Key Words: Atomicity, transactions, transactional memory, cache
coherence
Category: C.0 COMPUTER SYSTEMS ORGANIZATION-General-hardware/software
interfaces
1 Motivation: Why Provide Atomicity as a First Class Systems Facility?
The Dagstuhl Seminar 04181 [D04] included two discussions
concerning offering transactions as a fundamental facility of computer
systems. The first discussion focused on hardware, namely the ability to
perform a set of operations to arbitrary memory addresses atomically in
hardware, while the second discussion focused on software and the advantages
of atomicity as a tool for reasoning and development of reliable and robust
multithreaded programs.
The motivating developments for both communities emerged from the growing
prevalence of highly-threaded software systems and the intractability of
their construction and maintenance.
Explicit hardware support for multithreaded software, either in the
form of shared-memory chip multiprocessors or hardware multithreaded architectures,
is becoming increasingly common. As such support becomes available, application
developers are expected to exploit these developments by employing multithreaded
programming. Although threads may simplify a program's conceptual design,
they substantially increase programming complexity. In writing shared memory
multithreaded applications, programmers must ensure that threads interact
correctly, and this requires care and expertise. Errors in accessing shared-data
objects can cause incorrect program execution and can be extremely subtle.
This is expected to become an even greater problem as we go towards
heavily threaded systems where their programmability, debuggability, reliability,
and performance become major issues.
The emergence of Java [G+00] as an important programming
language is particularly relevant, because Java is the first widely used
language that includes standardized support for multithreading as part
of its ordinary platform.1 While Java's
level of abstraction of memory management is high, i.e., it provides type-safe
automatic reclamation of unreachable objects (namely "garbage collection"),
its support for multithreading and control of the interaction of threads
is based on conventional primitives, which operate at a rather low level
of abstraction. The Java memory model [LY99] was intended
to articulate Java's behavior in the face of concurrent execution on multiprocessors
with advanced memory coherence models (such as acquire-release synchronization
[G+90], etc.), but was found to be fatally flawed.

* [GOAL OF THE EXERCISE] Echo the part of the atomicity text that runs from "Key Words: Atomicity, transactions, transactional" down to "multithreaded programs.", keeping every word unchanged.

* [DATASET CONTENT]
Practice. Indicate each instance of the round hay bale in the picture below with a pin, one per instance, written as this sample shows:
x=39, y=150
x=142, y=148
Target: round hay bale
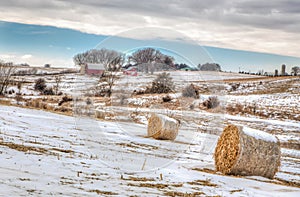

* [WORKED SOLUTION]
Key Words: Atomicity, transactions, transactional memory, cache
coherence
Category: C.0 COMPUTER SYSTEMS ORGANIZATION-General-hardware/software
interfaces
1 Motivation: Why Provide Atomicity as a First Class Systems Facility?
The Dagstuhl Seminar 04181 [D04] included two discussions
concerning offering transactions as a fundamental facility of computer
systems. The first discussion focused on hardware, namely the ability to
perform a set of operations to arbitrary memory addresses atomically in
hardware, while the second discussion focused on software and the advantages
of atomicity as a tool for reasoning and development of reliable and robust
multithreaded programs.